(WHAT YOU WILL DO): Please copy, with no word changed, only the run of lines that opens with the line containing "Would you mind picking out the distant" and closes with the last line below.

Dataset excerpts
+ + + + +

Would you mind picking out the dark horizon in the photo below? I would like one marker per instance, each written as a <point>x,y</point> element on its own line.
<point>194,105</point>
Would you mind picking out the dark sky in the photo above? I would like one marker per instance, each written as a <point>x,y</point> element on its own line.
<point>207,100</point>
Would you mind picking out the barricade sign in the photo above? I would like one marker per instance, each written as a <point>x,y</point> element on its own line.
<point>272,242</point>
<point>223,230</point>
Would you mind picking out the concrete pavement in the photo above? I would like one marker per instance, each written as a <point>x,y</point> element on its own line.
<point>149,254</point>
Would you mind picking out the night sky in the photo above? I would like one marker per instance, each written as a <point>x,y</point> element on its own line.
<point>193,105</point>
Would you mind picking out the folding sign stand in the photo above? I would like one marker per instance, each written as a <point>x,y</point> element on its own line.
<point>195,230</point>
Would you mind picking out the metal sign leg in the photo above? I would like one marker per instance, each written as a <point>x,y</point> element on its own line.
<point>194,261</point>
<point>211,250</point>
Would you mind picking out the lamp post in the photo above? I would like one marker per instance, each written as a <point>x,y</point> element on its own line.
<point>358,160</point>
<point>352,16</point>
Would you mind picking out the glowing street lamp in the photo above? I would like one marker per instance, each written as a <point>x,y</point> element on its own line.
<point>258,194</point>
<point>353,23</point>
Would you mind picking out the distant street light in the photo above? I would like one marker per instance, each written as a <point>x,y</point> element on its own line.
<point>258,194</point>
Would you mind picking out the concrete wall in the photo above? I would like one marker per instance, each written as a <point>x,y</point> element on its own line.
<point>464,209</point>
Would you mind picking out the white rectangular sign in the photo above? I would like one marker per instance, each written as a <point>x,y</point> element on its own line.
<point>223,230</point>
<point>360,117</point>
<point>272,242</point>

+ + + + +

(ANSWER SPACE):
Would you mind picking out the distant street light in the photo above? I would like one marker per instance, each written as a <point>x,y</point> element on its own line.
<point>258,194</point>
Would you mind picking out the concrete wall in the photo above? I would like one marker per instance, each written as a <point>x,y</point> element on its own line.
<point>464,209</point>
Would you mind picking out the white rectangular sign in the photo above? I would like one marker per instance, each written as a <point>x,y</point> element on its own line.
<point>223,230</point>
<point>360,117</point>
<point>272,242</point>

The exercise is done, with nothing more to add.